--- Passage shown ---

1.1.46Equity Securities” means, at any time, all shares or stock of, units of interest in, or participations or rights in, any Person’s capital (or other equivalents), whether voting or non-voting, including any interest in a partnership, limited partnership or other similar Person and any beneficial interest in a trust, and all rights, warrants, debt securities, options or other rights exchangeable for or convertible into any of the equity securities and related interests listed above.

 

1.1.47Event of Default” is defined in Section 10.1.

 

1.1.48Excess Cash Flow” means Adjusted EBITDA less Interest Expense paid in cash for any Fiscal Year, aggregate tax expenses of the Borrower to the extent paid in cash during such Fiscal Year, Capital Expenditures to the extent paid in cash during such Fiscal Year, the aggregate of all scheduled payments of principal on Debt (including mandatory prepayments of Loans) made in cash by the Borrower during such Fiscal Year, but only to the extent that such payments or repayments by their terms cannot be reborrowed or redrawn.

--- Dataset ---

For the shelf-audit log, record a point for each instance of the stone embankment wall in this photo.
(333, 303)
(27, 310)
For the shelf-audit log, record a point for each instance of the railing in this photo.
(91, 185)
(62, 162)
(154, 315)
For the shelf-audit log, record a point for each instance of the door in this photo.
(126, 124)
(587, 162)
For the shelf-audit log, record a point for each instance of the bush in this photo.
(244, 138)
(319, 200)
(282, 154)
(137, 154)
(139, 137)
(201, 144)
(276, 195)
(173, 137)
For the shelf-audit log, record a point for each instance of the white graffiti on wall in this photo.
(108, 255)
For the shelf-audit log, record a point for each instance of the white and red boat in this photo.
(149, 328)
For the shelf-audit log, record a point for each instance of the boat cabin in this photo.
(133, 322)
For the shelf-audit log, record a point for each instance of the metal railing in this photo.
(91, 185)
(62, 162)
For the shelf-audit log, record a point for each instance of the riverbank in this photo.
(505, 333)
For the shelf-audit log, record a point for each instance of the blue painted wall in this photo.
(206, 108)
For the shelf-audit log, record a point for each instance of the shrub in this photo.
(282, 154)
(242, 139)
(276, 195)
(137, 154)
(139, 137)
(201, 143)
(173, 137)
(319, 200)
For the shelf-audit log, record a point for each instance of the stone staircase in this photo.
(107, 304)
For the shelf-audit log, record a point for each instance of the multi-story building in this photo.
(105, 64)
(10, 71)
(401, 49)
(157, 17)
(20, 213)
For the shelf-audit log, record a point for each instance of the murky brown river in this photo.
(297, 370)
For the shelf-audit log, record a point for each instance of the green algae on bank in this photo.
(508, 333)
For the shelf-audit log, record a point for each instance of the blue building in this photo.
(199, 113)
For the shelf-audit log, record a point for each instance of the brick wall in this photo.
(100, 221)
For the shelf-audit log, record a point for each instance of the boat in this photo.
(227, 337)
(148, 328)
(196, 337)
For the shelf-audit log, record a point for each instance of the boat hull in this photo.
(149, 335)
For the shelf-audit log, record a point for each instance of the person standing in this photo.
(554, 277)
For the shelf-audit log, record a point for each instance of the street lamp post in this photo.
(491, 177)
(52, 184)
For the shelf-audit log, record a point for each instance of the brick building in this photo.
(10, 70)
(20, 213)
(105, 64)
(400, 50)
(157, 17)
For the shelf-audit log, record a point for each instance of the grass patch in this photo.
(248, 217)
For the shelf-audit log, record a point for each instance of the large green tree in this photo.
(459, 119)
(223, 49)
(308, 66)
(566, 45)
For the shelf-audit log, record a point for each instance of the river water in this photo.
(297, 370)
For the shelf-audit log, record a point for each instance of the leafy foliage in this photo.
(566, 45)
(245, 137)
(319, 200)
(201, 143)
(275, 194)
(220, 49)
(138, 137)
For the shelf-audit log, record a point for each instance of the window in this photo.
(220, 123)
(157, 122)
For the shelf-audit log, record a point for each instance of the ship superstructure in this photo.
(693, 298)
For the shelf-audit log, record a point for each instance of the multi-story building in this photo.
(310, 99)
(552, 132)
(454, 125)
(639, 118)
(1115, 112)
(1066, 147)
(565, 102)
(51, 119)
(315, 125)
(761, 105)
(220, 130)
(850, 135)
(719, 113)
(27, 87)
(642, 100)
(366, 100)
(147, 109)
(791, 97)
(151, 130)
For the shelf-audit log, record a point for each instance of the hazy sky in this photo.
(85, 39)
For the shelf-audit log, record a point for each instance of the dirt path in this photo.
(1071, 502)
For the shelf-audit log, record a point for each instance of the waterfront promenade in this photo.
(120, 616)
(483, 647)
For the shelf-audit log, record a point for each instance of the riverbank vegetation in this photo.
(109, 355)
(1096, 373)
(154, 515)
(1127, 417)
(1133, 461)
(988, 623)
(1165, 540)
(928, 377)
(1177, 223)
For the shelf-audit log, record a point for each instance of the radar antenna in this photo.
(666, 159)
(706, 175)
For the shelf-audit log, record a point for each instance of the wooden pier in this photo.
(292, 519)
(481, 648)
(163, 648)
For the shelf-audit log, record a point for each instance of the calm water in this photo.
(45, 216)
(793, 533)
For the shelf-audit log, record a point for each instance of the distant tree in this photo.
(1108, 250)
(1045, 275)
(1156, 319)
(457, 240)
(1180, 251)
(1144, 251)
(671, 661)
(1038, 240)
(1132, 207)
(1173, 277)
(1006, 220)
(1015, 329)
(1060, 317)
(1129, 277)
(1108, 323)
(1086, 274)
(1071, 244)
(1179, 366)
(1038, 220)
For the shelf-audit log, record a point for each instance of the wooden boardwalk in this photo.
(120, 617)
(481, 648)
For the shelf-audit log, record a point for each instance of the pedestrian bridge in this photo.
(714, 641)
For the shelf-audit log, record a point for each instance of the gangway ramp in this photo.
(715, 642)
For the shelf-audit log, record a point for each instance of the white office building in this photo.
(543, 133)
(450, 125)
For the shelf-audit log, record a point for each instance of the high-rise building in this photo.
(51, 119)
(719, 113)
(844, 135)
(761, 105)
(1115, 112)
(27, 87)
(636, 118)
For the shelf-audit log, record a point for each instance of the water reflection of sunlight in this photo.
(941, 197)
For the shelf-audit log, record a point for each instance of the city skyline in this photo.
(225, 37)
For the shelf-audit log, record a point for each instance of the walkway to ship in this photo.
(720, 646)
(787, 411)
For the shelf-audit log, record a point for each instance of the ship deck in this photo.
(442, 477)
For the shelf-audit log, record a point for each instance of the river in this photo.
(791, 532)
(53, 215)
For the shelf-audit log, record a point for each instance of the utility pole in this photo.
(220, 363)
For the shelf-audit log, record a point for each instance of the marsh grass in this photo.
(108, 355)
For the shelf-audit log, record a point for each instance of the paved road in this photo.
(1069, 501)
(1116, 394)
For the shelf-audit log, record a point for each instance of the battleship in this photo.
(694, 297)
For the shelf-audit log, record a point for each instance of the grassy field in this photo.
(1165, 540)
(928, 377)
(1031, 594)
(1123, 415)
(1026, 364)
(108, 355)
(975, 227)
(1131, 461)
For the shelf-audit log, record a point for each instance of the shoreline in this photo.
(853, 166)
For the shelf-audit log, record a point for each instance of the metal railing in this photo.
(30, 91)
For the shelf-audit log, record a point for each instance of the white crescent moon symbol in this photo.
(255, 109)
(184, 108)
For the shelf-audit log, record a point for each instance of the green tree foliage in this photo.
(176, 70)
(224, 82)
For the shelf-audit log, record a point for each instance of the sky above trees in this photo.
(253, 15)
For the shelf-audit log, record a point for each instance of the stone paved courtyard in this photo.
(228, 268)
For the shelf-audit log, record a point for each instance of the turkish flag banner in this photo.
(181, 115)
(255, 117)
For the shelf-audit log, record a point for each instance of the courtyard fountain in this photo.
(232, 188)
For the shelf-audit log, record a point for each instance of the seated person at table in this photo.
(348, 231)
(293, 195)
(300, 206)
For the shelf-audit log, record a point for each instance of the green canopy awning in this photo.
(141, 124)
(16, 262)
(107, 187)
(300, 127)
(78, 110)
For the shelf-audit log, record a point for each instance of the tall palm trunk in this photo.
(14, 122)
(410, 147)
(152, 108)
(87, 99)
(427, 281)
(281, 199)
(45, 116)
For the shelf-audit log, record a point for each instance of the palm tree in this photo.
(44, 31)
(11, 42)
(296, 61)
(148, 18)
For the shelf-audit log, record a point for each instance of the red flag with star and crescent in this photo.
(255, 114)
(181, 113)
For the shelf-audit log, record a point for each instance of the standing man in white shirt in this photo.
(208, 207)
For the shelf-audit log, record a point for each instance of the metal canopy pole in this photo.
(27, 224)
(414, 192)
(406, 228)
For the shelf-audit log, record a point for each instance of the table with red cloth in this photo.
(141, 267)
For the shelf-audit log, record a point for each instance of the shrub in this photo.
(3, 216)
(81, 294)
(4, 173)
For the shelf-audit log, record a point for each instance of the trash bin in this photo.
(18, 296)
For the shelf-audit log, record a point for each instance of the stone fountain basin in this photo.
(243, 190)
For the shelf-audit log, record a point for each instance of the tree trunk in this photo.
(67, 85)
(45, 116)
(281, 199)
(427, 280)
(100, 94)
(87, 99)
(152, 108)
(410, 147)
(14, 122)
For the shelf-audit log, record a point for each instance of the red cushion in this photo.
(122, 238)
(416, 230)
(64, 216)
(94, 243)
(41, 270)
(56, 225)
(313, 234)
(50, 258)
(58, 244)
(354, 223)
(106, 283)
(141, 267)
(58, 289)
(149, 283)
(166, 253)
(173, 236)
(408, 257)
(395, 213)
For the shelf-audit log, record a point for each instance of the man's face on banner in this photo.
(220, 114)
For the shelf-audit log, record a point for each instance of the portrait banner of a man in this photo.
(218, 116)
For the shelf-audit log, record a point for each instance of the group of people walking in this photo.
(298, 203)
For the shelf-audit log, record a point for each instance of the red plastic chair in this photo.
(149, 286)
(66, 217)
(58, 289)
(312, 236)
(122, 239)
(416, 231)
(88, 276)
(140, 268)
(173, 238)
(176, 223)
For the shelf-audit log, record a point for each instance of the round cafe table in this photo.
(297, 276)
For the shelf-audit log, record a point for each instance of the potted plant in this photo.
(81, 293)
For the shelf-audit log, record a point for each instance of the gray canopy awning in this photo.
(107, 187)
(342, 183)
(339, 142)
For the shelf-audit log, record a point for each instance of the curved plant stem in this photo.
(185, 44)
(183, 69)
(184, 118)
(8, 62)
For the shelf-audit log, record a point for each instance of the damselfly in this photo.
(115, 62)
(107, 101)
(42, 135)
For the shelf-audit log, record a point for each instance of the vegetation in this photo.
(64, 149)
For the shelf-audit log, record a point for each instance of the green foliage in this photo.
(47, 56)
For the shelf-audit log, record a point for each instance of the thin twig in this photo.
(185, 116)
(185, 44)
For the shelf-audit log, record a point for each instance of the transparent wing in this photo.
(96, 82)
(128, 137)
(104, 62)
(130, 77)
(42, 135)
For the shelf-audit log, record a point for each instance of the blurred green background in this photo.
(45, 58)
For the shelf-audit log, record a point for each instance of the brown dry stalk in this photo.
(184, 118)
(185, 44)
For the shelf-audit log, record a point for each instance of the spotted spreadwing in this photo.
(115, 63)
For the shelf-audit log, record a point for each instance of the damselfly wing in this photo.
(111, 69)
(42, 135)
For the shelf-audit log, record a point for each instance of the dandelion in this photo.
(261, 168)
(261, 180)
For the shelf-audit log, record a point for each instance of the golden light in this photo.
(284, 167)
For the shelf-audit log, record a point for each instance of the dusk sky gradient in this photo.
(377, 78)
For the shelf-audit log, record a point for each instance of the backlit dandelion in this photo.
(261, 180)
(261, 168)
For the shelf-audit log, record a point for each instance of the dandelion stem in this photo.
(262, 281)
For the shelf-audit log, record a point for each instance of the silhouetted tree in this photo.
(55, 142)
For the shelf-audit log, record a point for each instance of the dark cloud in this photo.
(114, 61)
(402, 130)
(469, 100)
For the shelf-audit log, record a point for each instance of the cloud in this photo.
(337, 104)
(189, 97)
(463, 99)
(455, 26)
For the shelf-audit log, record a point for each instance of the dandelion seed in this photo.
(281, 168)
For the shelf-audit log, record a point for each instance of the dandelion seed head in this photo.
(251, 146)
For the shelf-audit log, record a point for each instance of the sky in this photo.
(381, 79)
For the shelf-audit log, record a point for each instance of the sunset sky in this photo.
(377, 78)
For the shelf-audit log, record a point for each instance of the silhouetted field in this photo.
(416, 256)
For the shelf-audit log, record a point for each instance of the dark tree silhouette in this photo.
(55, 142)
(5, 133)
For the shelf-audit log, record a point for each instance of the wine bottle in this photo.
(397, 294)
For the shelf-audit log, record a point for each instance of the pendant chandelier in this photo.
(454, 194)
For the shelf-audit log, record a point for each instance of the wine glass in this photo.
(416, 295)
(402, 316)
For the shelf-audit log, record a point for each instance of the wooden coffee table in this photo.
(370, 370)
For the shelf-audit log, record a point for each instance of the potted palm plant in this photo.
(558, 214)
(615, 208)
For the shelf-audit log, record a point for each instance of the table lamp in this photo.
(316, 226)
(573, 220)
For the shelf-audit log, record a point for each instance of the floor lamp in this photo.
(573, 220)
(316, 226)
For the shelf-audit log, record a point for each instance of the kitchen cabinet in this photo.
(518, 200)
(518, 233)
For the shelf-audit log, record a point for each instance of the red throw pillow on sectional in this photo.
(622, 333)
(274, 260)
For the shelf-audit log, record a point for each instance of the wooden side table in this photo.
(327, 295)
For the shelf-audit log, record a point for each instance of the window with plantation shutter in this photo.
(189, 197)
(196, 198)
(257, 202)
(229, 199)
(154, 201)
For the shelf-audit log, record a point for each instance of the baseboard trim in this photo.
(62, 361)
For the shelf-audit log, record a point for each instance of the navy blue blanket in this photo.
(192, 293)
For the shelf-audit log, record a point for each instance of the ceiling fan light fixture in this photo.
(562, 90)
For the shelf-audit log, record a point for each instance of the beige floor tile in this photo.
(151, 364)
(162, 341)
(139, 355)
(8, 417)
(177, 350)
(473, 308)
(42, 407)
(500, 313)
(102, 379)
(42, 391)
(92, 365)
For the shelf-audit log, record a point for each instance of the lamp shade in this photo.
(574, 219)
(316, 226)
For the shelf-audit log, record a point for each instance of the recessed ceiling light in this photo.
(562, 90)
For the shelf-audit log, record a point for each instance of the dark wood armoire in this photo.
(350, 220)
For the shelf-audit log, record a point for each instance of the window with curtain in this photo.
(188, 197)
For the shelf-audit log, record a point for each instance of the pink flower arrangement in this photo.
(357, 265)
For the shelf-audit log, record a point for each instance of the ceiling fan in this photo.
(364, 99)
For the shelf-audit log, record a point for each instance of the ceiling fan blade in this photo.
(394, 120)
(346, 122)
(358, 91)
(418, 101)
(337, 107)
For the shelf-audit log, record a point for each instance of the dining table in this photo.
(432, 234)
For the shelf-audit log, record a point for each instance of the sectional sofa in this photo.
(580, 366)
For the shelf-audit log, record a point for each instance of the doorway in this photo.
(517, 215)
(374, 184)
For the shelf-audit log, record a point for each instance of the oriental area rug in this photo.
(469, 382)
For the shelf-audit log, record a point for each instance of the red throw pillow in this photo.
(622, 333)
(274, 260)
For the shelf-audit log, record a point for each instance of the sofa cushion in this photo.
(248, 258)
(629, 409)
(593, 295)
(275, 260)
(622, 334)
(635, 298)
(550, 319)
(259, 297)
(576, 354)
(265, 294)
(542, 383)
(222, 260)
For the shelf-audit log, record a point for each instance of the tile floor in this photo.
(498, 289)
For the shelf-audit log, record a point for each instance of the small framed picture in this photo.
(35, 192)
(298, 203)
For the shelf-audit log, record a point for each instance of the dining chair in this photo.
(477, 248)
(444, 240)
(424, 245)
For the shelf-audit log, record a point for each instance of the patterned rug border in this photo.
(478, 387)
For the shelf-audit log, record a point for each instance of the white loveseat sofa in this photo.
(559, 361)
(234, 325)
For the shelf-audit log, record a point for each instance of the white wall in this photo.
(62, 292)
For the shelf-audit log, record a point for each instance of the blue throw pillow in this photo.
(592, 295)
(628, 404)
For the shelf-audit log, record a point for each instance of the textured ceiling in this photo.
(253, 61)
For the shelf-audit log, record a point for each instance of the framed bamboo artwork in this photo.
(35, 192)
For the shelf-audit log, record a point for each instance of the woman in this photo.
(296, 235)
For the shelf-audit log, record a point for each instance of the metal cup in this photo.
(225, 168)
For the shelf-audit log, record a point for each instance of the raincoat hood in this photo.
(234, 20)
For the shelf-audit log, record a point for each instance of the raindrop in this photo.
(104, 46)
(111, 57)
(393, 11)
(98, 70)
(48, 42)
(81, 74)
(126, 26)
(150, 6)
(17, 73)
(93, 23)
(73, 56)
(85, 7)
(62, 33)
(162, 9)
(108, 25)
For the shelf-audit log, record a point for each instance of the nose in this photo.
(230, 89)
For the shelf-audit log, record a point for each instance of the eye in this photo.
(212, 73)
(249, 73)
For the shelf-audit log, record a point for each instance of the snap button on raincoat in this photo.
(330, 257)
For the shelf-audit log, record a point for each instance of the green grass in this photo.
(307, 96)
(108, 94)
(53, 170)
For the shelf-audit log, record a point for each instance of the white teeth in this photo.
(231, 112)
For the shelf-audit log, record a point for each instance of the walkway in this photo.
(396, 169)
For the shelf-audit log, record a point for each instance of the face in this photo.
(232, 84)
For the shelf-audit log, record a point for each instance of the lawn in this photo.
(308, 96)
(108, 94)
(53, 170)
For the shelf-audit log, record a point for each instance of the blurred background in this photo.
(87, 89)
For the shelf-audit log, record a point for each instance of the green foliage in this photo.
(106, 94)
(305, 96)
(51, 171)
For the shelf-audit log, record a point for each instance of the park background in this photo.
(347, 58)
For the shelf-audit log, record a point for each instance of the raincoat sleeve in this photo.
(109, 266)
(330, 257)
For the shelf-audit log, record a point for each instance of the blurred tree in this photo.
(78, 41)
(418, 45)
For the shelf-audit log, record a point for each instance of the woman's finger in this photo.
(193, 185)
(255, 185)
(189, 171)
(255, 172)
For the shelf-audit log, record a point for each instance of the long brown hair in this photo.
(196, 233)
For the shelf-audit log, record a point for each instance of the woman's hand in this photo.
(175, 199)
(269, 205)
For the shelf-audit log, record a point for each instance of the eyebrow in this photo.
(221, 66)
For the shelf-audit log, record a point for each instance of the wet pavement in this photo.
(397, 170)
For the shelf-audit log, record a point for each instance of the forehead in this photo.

---

- _Task description_: Reproduce the loan agreement definitions passage word for word, in full.

- _Solution_:
1.1.46Equity Securities” means, at any time, all shares or stock of, units of interest in, or participations or rights in, any Person’s capital (or other equivalents), whether voting or non-voting, including any interest in a partnership, limited partnership or other similar Person and any beneficial interest in a trust, and all rights, warrants, debt securities, options or other rights exchangeable for or convertible into any of the equity securities and related interests listed above.

 

1.1.47Event of Default” is defined in Section 10.1.

 

1.1.48Excess Cash Flow” means Adjusted EBITDA less Interest Expense paid in cash for any Fiscal Year, aggregate tax expenses of the Borrower to the extent paid in cash during such Fiscal Year, Capital Expenditures to the extent paid in cash during such Fiscal Year, the aggregate of all scheduled payments of principal on Debt (including mandatory prepayments of Loans) made in cash by the Borrower during such Fiscal Year, but only to the extent that such payments or repayments by their terms cannot be reborrowed or redrawn.